● GEGEBENER TEXT:
──────────────────────────────

Die Langue d’Oc nannte sich zunächst wie alle romanischen Sprachen “Romanisch”, d.h. die Volkssprache im Gegensatz zum Latein, der Sprache der Eindringlinge und der Schreiber (“Et en romans et en lati” - dieser von Wilhelm IX. stammende Ausdruck weist auf die doppelte sprachliche Zugehörigkeit hin), dann “Provenzalisch”, die Sprache der römischen Provinz, gesprochen von den Provinzbewohnern, deren Territorium sich von den Alpen bis nach Narbonne erstreckte.
Wir müssen auf das sechzehnte Jahrhundert warten, um in Italien die Entwicklung wissenschaftlicher Forschung im Bereich der romanischen Sprachen und Literaturen, darunter besonders der des Pays d’Oc, zu beobachten; dann die Arbeiten (1816 - 1823) von Raynouard, Mann des Gesetzes, Rechtsanwalt, Abgeordneter während der Revolution, und die von Rochegude (1819), Kapitän, die beide Anthologien okzitanischer Literatur von grösster Bedeutung veröffentlicht haben, ausserdem Glossare und Handwörterbücher, die auf bewundernswerte Weise von Honnorat (1860), Mistral (1880) oder Simin Palay (1932) vervollständigt wurden; parallel dazu die Arbeiten der deutschen romanischen Philologie, die die erste kritische Ausgabe von Mireille herausbrachte, einem Werk, das Frédéric Mistral die Anerkennung der Akademie von Schweden und den Nobel-Preis einbrachte. So war bewiesen, wie Villemain und Lamartine vorausgeahnt hatten, dass Frankreich reich genug ist, um zwei Literaturen zu besitzen ...

──────────────────────────────

● DATEN:
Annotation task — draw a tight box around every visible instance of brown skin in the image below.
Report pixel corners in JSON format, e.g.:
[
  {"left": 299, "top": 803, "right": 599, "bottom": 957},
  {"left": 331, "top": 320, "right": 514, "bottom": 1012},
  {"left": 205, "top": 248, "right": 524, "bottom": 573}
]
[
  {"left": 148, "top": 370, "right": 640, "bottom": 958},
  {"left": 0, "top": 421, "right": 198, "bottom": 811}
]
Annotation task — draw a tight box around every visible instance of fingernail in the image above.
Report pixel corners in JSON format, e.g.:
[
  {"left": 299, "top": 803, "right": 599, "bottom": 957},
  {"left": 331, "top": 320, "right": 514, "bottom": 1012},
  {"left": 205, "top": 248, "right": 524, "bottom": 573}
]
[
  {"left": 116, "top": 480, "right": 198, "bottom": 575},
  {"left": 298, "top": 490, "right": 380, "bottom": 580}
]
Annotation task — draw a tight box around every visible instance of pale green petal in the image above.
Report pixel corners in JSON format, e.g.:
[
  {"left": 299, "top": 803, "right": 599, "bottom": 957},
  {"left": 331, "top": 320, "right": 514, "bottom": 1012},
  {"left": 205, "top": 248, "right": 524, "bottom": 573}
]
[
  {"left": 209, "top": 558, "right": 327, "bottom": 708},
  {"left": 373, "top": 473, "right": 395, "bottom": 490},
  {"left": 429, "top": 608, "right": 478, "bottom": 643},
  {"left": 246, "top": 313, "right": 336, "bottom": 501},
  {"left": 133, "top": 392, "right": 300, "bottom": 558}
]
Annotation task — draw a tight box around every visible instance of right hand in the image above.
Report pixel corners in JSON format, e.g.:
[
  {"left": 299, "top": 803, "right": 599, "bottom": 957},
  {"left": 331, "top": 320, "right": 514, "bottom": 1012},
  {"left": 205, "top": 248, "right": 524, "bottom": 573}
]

──────────────────────────────

● AUFGABEN:
**1)** Schreib aus dem Text über die Langue d’Oc alles von "Die Langue d’Oc" bis hinunter zu "nach Narbonne erstreckte." wortgetreu ab.
**2)** Was brachte laut dem Text über die Langue d’Oc das Werk Mireille Frédéric Mistral ein?
**3)** Schreib den Text über die Langue d’Oc weiter, wo er aufhört.

● LÖSUNGEN:
**1)**
Die Langue d’Oc nannte sich zunächst wie alle romanischen Sprachen “Romanisch”, d.h. die Volkssprache im Gegensatz zum Latein, der Sprache der Eindringlinge und der Schreiber (“Et en romans et en lati” - dieser von Wilhelm IX. stammende Ausdruck weist auf die doppelte sprachliche Zugehörigkeit hin), dann “Provenzalisch”, die Sprache der römischen Provinz, gesprochen von den Provinzbewohnern, deren Territorium sich von den Alpen bis nach Narbonne erstreckte.

**2)** Die Anerkennung der Akademie von Schweden und den Nobel-Preis.

**3)**
Abgesehen vom Anfang des Cligès, in dem Chrétien de Troyes den Leser daran erinnert, dass er schon früher “del roi Marc et d’Iseut la Blonde” geschrieben hat, und von gewissen Kritikern, die die Meinung vertreten, dass Tristan auf Französisch oder auf Latein (aber warum dann nicht “auf Romanisch und auf Latein” ?) gedichtet worden ist, haben wir die ersten uns bekannten Hinweise auf die Geschichte von Tristan und Isolde - mit Ausnahme des Lai du Chevrefoil (la Chievre ?) von Marie de France, die oft die Geschichte gehört und sogar gelesen hatte, Geschichte
De Tristram e de la reïne,
De lur amur ki tant fu fine,
Dunt il eurent meinte dolur,
merkwürdigerweise von einigen bedeutenden und höchst individualisierten Troubadouren, als da sind
Bernart de Ventadorn :
“Plus trac pena d’amor
De Tristan l’amador
Que’n sofri manhta dolor
Per Iseut la Blonda”,
der in einem Chanson d’Amour seine Schmerzen mit denen Tristans, der viel wegen Isolde der Blonden gelitten hat, vergleicht;
Raimon de Miraval :
“Non ac la bell’ a cui servi Tristans”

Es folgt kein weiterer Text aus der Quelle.